**Passage for review**
Film
The creature from the feminist film-studies lecture

The creature from the feminist film-studies lecture

The Shape of Water is dampened by its unsubtle identity politics.

This review contains spoilers.

Hollywood loves one thing more than anything else – itself. So it is not surprising that The Shape of Water won big at this year’s Oscars, winning Best Picture and Best Director for Guillermo del Toro. After all, it paints Hollywood as the good guys.

Del Toro is perhaps best known for the dreamlike Pan’s Labyrinth (2006). He loves telling modern fairytales. With The Shape of Water, he says he wanted to recast the stories of Beauty and the Beast, Creature from the Black Lagoon and Frankenstein as he understood them. He wanted the monster to be the hero who lives happily ever after.

The Shape of Water is the story of the relationship between an androgynous sea creature and a mute cleaner called Elisa (Sally Hawkins), who works in an underground government laboratory in Baltimore in 1962. She encounters the otherworldly amphibian, one of the inmates in the lab, and bonds with it through her ersatz recordings of jazz and Hollywood musicals.

The bad guy, who captured the creature, is Colonel Richard Strickland (Michael Shannon). When Elisa hears that Strickland – who by this point has already sexually assaulted her – plans to kill the creature, she helps it escape. In the final scenes, both escape together, living underwater. The scars on Elisa’s throat, which were thought to be the cause of her muteness, reveal themselves to be gills.

Sally Hawkins is perfect in the role in that she easily embodies the Amelie archetype – small, fragile, winning, quirky. The character is a cypher, a wet dream of what men imagine sexy alternative women to be like. She is a frail victim of the patriarchy. She cannot confront men on their turf, the land. Her only escape is the alternative world of water. The female symbolism goes into overdrive when Elisa bonds with the creature by giving him the eggs she boils in water every morning.

**Dataset records**
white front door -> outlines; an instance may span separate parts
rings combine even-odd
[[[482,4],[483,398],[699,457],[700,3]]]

--

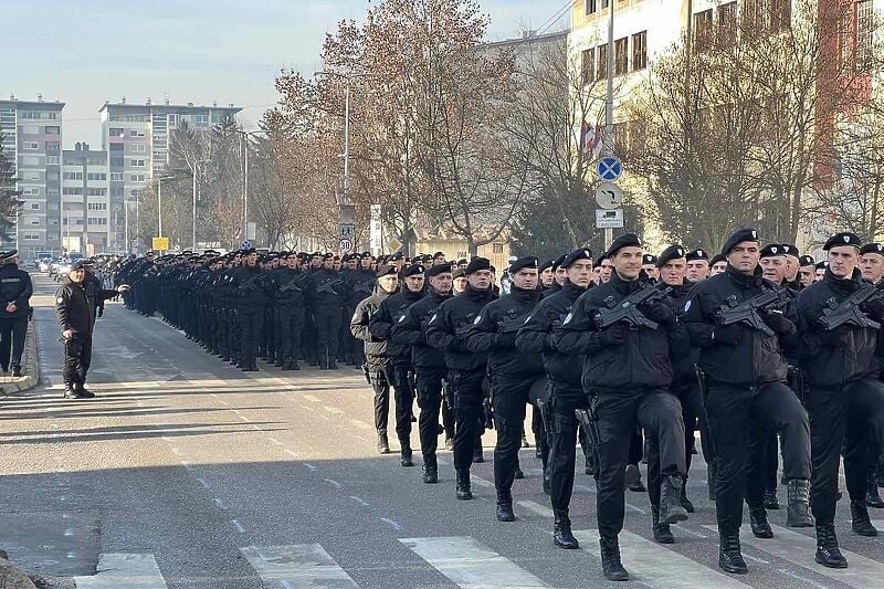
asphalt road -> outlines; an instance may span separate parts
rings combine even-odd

**What is needed**
Repeat word for word everything in the review of The Shape of Water from "This review contains" down to "happily ever after.". The records have no connection to the review and stand apart from it.

**Finished exercise**
This review contains spoilers.

Hollywood loves one thing more than anything else – itself. So it is not surprising that The Shape of Water won big at this year’s Oscars, winning Best Picture and Best Director for Guillermo del Toro. After all, it paints Hollywood as the good guys.

Del Toro is perhaps best known for the dreamlike Pan’s Labyrinth (2006). He loves telling modern fairytales. With The Shape of Water, he says he wanted to recast the stories of Beauty and the Beast, Creature from the Black Lagoon and Frankenstein as he understood them. He wanted the monster to be the hero who lives happily ever after.